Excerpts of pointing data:

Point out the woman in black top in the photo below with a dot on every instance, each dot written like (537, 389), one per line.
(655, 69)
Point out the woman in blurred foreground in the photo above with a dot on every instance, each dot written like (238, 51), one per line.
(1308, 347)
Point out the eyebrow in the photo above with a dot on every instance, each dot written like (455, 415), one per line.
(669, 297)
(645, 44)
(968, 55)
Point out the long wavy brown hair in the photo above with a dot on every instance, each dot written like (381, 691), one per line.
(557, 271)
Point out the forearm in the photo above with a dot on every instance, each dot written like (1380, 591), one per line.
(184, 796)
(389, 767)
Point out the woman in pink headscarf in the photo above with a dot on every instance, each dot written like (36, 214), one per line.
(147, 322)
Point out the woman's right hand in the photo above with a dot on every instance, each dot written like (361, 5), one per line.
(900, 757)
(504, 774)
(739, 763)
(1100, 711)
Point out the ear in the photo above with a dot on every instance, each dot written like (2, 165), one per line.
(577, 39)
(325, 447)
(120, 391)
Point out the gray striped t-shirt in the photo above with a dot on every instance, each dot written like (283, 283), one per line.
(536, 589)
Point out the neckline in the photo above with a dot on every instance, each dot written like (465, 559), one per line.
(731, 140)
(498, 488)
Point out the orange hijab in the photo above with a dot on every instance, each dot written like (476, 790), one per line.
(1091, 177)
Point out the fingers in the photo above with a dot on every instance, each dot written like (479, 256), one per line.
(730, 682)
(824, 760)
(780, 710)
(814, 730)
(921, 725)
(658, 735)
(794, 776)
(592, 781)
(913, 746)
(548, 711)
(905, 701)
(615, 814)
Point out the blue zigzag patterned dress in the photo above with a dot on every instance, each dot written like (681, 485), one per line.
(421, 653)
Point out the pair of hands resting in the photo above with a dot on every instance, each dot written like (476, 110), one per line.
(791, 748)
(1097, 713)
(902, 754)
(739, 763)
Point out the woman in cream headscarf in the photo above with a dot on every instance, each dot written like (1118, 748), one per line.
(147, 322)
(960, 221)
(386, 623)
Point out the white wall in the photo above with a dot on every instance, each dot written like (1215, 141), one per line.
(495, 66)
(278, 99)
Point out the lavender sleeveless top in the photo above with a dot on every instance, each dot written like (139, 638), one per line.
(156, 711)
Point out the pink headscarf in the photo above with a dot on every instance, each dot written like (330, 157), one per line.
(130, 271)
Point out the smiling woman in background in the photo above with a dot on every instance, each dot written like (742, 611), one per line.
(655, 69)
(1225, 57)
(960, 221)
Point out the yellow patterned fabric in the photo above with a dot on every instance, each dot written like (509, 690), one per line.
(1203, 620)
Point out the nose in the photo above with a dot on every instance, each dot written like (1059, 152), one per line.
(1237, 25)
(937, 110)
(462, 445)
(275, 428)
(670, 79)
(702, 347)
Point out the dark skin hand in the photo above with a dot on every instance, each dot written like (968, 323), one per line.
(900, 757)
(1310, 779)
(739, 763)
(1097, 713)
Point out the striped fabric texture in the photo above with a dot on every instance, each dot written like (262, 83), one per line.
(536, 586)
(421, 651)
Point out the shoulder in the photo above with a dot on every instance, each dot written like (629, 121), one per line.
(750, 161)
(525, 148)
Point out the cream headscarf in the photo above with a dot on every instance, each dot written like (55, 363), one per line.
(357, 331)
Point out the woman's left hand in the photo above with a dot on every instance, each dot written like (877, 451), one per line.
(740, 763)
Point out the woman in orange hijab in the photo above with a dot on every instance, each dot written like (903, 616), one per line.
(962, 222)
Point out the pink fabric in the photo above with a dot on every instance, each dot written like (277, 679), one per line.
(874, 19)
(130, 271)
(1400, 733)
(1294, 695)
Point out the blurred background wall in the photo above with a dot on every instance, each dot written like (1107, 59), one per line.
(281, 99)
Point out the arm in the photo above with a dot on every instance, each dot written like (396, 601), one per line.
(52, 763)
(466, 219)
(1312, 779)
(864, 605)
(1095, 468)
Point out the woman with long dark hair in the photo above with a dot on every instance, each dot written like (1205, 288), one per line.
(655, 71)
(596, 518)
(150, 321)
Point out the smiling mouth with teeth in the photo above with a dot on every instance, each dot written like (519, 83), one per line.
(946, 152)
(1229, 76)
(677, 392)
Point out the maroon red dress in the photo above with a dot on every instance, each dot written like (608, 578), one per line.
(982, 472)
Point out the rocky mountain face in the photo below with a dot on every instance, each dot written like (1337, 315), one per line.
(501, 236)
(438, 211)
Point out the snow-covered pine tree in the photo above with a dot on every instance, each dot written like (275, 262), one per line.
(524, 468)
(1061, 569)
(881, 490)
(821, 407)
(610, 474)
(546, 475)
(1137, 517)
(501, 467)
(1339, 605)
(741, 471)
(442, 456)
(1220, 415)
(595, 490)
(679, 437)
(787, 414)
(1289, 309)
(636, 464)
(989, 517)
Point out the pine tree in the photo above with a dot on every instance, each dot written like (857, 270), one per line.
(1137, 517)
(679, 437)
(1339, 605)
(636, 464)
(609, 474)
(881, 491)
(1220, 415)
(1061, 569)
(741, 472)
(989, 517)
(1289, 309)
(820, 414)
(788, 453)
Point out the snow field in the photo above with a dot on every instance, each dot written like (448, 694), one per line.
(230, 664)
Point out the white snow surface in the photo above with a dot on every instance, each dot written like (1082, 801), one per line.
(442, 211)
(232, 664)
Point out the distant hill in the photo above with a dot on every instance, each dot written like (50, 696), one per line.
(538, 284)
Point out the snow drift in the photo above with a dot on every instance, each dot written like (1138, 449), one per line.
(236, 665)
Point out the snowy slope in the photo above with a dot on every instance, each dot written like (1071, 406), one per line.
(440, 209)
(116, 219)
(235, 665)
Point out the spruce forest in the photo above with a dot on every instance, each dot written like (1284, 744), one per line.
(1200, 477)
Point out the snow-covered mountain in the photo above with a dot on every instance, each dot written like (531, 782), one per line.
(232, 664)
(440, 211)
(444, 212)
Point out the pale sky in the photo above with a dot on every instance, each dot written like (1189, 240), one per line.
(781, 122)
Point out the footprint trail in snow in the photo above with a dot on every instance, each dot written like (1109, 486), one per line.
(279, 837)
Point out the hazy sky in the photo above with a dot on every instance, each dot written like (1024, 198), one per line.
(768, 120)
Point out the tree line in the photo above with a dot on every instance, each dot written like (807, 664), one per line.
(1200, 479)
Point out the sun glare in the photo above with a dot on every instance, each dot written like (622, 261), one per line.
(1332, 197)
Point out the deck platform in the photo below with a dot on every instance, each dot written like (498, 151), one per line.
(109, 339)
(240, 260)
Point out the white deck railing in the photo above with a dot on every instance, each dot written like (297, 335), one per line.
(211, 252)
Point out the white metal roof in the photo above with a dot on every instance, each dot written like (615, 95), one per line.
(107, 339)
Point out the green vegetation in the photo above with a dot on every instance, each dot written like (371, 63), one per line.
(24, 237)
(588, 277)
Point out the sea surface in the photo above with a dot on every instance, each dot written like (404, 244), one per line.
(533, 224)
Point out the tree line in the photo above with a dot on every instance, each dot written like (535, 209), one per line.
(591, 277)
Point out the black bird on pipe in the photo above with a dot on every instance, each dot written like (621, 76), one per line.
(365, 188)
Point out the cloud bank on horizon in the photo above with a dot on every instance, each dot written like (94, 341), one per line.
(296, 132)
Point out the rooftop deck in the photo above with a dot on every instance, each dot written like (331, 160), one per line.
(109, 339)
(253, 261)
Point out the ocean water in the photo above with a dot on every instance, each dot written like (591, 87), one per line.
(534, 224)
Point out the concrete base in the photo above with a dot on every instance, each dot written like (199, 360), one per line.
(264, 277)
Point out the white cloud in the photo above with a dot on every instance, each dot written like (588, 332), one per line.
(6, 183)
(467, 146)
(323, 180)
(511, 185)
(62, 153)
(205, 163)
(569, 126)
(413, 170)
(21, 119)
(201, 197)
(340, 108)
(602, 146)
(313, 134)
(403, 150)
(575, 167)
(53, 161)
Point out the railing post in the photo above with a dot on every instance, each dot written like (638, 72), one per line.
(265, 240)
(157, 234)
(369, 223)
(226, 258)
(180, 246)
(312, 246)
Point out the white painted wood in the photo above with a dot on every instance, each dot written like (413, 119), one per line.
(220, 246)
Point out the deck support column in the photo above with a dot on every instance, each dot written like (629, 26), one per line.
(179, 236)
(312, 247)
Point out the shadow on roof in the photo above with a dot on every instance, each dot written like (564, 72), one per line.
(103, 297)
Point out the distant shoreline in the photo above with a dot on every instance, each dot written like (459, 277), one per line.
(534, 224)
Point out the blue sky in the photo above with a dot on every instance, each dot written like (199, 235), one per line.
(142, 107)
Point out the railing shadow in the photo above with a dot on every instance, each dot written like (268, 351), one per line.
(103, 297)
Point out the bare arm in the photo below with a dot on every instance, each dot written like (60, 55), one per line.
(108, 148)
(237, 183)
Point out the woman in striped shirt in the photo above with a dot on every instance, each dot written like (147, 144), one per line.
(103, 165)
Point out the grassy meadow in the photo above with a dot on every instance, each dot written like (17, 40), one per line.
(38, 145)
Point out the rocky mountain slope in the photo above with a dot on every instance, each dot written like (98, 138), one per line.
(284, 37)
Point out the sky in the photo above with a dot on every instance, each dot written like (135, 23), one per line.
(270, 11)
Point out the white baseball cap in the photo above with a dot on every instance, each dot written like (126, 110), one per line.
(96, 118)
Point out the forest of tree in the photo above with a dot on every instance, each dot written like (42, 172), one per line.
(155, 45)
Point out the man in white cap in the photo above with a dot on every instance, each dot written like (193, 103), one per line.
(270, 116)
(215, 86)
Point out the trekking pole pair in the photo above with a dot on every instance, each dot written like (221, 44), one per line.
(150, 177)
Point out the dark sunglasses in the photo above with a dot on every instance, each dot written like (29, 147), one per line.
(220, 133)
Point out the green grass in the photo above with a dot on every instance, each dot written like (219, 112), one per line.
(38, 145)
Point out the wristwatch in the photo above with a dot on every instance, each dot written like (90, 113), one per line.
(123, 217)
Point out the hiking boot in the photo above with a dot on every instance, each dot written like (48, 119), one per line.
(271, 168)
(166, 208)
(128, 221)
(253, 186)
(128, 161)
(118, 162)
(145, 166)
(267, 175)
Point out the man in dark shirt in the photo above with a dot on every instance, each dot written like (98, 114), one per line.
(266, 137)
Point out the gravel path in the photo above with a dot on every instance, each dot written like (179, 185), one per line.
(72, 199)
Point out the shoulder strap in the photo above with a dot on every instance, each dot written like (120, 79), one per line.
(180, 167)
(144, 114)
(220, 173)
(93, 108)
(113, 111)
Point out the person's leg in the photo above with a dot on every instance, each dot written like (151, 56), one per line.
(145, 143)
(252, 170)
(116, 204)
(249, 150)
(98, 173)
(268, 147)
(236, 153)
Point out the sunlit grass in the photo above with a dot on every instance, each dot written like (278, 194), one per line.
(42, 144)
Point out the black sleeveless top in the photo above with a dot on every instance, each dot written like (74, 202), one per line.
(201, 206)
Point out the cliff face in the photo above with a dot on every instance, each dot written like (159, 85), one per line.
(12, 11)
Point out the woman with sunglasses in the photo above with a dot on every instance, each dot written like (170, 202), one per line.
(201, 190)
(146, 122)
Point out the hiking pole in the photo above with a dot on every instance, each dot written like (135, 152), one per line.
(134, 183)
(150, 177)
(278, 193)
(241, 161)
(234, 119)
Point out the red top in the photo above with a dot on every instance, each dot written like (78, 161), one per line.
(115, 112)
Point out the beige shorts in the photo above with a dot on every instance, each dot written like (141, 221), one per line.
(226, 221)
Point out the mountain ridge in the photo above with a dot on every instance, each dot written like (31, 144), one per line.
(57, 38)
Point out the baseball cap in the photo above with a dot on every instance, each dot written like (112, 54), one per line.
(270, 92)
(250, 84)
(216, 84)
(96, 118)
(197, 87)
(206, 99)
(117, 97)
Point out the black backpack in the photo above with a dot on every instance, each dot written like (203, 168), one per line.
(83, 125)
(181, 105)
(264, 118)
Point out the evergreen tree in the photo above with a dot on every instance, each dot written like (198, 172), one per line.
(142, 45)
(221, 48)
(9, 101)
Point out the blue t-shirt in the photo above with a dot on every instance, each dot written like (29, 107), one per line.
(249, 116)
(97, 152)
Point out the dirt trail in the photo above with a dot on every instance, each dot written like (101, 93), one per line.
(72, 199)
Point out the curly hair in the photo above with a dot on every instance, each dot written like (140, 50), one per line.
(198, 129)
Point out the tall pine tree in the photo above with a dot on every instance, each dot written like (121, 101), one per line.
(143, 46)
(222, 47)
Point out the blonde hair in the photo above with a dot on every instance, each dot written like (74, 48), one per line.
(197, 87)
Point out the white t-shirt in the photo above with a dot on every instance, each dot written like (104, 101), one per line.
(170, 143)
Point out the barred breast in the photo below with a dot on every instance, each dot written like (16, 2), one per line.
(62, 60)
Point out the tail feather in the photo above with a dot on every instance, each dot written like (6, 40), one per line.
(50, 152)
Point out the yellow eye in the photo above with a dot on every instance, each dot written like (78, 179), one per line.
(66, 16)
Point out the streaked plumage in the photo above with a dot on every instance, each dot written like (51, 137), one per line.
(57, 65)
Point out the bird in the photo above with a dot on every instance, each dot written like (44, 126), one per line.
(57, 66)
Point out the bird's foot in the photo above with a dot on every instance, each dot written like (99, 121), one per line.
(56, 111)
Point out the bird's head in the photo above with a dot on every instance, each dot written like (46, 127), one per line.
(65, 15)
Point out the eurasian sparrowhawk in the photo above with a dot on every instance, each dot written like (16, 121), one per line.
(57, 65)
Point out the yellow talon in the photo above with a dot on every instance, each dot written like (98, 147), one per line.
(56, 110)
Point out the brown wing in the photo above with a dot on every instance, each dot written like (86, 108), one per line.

### [Exercise aim]
Edit the material from the line with "Point out the orange" to the line with "(1091, 177)" by replacing "hijab" with "headscarf" and leaving everything else unchanged. Return only those lines.

### [Correct answer]
Point out the orange headscarf in the photo above with a dot on every instance, each dot written like (476, 790), one per line.
(1091, 177)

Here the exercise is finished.